-- start SOURCE DOCUMENT --

# Whats the deal on railroad signs/tags?



## Rambler (Apr 22, 2012)

Just wondering because I see them everywhere. Its usually a railroad track that forks with initials or some shit.


----------



## Unslap (Apr 22, 2012)

Yeah wtf isnt that vandalism like illegal vandalism

- Boxcar Bitch #####
"ridre a box, rape cops"


----------



## katie (Apr 22, 2012)

Yeah I think that is illegal. I don't know why people harm the earth like that maaaaaaaaan


----------



## Zonkers (Apr 22, 2012)

Why tag a stationary object when you can hit an IM and have CSX/UP/and the rest of the gang transport your artwork around the nation for free?

Blank walls = Blank minds, and is abdicating your right to control an aspect of your local communities to corporations who'd rather put up ads to brainwash you into obedient consumers/wage slaves.


----------



## bryanpaul (Apr 23, 2012)

Rambler said:


> Its usually a railroad track that forks with initials or some shit.


don't forget about "circle-n's"....... theyre always popular among the kids these days....





....note the top of the "b" crossing through the ftra guy's tag......this was an accidental act of disrespect punishable by violence.... oops


----------



## wizehop (Apr 23, 2012)

Nothing sexier than a tagged up catchout spot. Its always nice seein whos been there....and if your new to an area its a good way to know your in the right place.


----------



## flashinglights (Apr 23, 2012)

Moniker is the word for hobo tags.

Colossus of roads. The rambler. There are some old masters out there if you look for their work.


----------



## CXR1037 (Apr 23, 2012)

bryanpaul said:


> don't forget about "circle-n's"....... theyre always popular among the kids these days....
> 
> 
> 
> ...


 
Lone Bone! Chalmbers!!!!! Bryan Paul?...

-- end SOURCE DOCUMENT --
-- start DATA PROVIDED --

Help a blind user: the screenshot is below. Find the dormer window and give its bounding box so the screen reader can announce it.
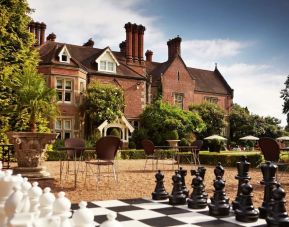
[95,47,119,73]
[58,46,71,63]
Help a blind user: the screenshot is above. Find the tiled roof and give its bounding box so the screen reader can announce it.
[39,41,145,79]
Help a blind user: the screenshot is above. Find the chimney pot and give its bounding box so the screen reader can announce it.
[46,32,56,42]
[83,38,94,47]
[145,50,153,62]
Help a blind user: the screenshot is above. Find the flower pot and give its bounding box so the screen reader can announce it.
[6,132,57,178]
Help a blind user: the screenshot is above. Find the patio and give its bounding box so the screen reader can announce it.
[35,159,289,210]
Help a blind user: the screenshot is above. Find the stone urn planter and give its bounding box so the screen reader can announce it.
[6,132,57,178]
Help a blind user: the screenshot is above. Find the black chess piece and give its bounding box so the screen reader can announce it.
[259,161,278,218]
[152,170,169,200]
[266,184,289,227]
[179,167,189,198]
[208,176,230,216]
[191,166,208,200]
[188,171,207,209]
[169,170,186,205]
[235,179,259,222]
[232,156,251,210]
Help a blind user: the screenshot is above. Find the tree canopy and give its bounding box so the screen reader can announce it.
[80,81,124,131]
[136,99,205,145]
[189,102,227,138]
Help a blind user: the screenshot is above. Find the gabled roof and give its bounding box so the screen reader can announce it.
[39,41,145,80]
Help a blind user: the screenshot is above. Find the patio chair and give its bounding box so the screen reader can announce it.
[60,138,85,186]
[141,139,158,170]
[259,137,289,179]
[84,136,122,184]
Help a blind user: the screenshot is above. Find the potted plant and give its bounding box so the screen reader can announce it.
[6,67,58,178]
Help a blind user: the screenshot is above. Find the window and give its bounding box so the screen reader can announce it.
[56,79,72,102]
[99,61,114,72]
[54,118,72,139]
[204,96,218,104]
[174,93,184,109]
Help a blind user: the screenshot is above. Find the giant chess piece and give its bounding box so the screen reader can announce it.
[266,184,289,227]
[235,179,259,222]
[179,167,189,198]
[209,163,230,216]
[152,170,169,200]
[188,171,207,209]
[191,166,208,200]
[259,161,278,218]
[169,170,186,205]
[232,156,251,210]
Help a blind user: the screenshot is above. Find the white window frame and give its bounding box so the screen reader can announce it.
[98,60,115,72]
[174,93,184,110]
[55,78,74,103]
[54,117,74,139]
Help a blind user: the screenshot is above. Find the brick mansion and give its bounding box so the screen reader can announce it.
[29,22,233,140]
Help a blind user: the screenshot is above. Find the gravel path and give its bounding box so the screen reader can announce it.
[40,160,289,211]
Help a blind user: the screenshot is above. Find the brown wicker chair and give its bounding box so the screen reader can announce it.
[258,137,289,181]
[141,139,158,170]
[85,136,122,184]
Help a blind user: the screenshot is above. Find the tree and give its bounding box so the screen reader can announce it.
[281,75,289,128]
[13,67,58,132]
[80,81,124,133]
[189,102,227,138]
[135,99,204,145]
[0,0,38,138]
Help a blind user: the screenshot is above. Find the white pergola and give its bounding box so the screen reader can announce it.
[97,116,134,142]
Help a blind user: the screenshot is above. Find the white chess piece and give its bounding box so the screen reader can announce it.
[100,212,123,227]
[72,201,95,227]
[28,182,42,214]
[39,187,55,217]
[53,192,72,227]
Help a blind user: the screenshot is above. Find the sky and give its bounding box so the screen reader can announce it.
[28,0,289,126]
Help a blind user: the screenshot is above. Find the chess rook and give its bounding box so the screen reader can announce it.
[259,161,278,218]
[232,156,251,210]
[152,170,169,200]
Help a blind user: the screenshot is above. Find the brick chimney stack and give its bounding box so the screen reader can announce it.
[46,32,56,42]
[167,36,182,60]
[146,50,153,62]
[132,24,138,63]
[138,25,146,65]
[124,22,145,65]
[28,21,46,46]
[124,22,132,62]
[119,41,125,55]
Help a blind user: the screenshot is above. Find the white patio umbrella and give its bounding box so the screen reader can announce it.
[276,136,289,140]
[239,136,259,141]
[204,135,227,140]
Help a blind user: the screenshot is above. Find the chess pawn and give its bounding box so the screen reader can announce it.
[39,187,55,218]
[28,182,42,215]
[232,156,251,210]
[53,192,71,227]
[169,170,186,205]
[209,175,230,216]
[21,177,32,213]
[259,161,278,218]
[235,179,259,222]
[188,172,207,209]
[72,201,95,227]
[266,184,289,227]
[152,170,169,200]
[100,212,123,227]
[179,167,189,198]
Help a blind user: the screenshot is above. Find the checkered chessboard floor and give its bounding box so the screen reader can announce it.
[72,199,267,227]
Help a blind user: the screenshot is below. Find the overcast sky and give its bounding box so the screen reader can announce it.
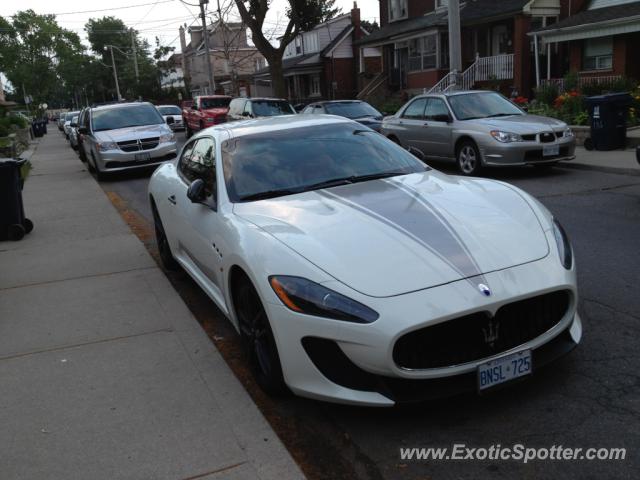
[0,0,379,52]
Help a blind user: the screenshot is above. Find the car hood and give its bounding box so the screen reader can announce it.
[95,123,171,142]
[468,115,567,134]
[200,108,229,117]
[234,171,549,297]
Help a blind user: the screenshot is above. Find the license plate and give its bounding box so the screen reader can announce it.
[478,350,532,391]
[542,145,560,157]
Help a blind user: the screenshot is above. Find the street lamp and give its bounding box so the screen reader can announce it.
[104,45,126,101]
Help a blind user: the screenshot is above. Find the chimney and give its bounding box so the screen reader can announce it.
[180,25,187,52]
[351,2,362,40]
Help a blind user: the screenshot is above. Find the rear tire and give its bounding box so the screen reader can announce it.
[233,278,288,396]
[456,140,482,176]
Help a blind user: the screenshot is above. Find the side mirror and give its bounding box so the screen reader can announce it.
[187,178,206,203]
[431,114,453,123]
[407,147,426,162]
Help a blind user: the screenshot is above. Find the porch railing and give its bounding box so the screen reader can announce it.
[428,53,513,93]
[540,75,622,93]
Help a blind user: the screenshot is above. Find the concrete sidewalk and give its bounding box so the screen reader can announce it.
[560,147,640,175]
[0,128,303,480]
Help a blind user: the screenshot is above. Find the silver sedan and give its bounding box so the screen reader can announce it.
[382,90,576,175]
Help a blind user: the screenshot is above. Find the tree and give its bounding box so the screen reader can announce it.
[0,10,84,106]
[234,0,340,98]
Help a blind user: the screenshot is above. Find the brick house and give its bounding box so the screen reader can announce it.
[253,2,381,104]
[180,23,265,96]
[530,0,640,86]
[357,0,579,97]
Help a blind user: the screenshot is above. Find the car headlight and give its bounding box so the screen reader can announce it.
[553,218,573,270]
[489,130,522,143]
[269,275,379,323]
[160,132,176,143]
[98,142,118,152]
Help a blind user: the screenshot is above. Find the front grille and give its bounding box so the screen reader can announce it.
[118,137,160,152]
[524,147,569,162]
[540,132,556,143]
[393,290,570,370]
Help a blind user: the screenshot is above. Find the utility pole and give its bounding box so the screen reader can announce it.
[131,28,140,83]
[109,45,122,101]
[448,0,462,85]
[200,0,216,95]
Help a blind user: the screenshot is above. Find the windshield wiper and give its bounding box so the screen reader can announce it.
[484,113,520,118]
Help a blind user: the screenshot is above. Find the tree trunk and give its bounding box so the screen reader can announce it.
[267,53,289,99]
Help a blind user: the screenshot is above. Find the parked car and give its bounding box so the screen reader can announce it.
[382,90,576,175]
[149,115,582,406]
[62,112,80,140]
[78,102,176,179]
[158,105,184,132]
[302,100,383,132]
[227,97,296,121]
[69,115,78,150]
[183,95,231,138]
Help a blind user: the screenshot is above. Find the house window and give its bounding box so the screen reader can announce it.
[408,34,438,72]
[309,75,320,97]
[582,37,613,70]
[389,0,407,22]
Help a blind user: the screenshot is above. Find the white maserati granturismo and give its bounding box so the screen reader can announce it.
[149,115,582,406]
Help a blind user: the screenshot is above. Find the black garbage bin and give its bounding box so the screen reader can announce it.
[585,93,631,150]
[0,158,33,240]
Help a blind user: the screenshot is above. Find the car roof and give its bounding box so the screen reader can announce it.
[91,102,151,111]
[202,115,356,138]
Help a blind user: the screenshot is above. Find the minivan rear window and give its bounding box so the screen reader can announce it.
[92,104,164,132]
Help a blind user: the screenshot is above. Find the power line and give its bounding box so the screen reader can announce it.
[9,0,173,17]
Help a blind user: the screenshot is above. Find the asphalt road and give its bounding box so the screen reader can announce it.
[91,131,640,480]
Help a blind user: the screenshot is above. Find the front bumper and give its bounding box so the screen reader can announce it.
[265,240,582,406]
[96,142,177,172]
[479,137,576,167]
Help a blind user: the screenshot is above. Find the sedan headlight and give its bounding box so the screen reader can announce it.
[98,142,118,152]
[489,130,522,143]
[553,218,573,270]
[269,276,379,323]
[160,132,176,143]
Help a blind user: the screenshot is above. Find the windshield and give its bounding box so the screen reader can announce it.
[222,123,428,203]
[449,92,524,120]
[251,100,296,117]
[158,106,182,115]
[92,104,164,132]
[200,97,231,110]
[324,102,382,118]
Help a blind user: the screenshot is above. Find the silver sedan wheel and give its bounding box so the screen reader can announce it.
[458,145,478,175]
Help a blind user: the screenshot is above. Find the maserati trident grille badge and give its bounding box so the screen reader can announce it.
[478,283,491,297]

-- end DATA PROVIDED --
-- start DATA PROVIDED --

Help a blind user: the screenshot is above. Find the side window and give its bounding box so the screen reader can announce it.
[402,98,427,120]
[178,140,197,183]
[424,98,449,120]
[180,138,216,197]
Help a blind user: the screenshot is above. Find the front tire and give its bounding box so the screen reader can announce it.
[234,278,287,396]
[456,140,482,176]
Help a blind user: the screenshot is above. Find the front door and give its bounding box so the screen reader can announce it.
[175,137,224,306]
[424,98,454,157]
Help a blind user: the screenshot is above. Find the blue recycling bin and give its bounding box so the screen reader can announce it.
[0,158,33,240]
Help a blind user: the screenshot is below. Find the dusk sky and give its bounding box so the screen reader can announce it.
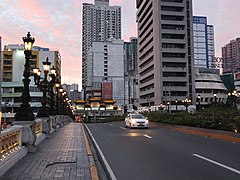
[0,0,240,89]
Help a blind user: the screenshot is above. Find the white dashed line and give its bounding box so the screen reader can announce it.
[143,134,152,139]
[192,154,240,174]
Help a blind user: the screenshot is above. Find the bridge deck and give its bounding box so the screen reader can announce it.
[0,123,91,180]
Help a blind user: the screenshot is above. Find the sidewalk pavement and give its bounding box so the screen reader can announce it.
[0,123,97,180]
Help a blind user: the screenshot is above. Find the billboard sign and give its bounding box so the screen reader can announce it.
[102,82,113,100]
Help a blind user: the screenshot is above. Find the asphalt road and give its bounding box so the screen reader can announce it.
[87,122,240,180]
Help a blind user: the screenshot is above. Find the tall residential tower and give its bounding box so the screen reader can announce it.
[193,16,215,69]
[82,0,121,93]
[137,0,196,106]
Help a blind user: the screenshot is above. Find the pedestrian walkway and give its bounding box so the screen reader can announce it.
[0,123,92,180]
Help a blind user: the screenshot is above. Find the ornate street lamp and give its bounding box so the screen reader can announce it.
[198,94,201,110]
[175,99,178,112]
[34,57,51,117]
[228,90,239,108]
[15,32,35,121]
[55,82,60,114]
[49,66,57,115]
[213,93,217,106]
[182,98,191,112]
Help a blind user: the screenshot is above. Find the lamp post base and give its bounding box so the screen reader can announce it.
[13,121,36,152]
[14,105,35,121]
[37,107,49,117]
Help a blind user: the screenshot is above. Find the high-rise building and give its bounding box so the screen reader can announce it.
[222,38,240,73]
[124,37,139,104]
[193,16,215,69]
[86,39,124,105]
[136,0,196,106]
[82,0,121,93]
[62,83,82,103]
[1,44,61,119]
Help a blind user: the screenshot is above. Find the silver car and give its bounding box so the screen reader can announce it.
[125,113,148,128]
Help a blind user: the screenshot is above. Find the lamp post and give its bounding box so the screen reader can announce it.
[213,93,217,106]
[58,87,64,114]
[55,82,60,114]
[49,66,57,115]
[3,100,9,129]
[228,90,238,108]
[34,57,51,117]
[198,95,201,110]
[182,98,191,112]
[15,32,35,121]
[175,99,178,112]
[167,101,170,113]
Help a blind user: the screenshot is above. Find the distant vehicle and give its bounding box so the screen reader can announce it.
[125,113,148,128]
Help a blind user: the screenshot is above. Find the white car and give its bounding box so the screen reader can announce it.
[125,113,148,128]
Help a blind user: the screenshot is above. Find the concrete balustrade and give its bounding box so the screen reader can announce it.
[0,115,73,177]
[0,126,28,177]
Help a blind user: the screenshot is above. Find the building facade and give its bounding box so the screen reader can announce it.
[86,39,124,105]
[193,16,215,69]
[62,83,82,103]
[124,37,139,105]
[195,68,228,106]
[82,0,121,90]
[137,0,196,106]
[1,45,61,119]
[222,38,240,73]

-- end DATA PROVIDED --

» **WORK INSTRUCTIONS**
(1) In the thread on railroad tags, what word does flashinglights give for hobo tags?
(2) Can you rewrite the stretch of the thread on railroad tags from "## Zonkers (Apr" through "nation for free?", renaming "artwork" as "paintings"?
(3) Do these statements agree with the thread on railroad tags? (a) Rambler describes the tags as usually a railroad track that forks with initials. (b) wizehop says a tagged-up catchout spot helps someone new to an area know they are in the right place. (c) bryanpaul says the "b" crossing through the ftra guy's tag was done on purpose.
These rows were taken from a separate source and have no connection to the forum thread.

» **SOLUTIONS**
(1) Moniker.

(2)
## Zonkers (Apr 22, 2012)

Why tag a stationary object when you can hit an IM and have CSX/UP/and the rest of the gang transport your paintings around the nation for free?

(3)
(a) Yes: "Its usually a railroad track that forks with initials or some shit."
(b) Yes: "if your new to an area its a good way to know your in the right place."
(c) No: "this was an accidental act of disrespect punishable by violence"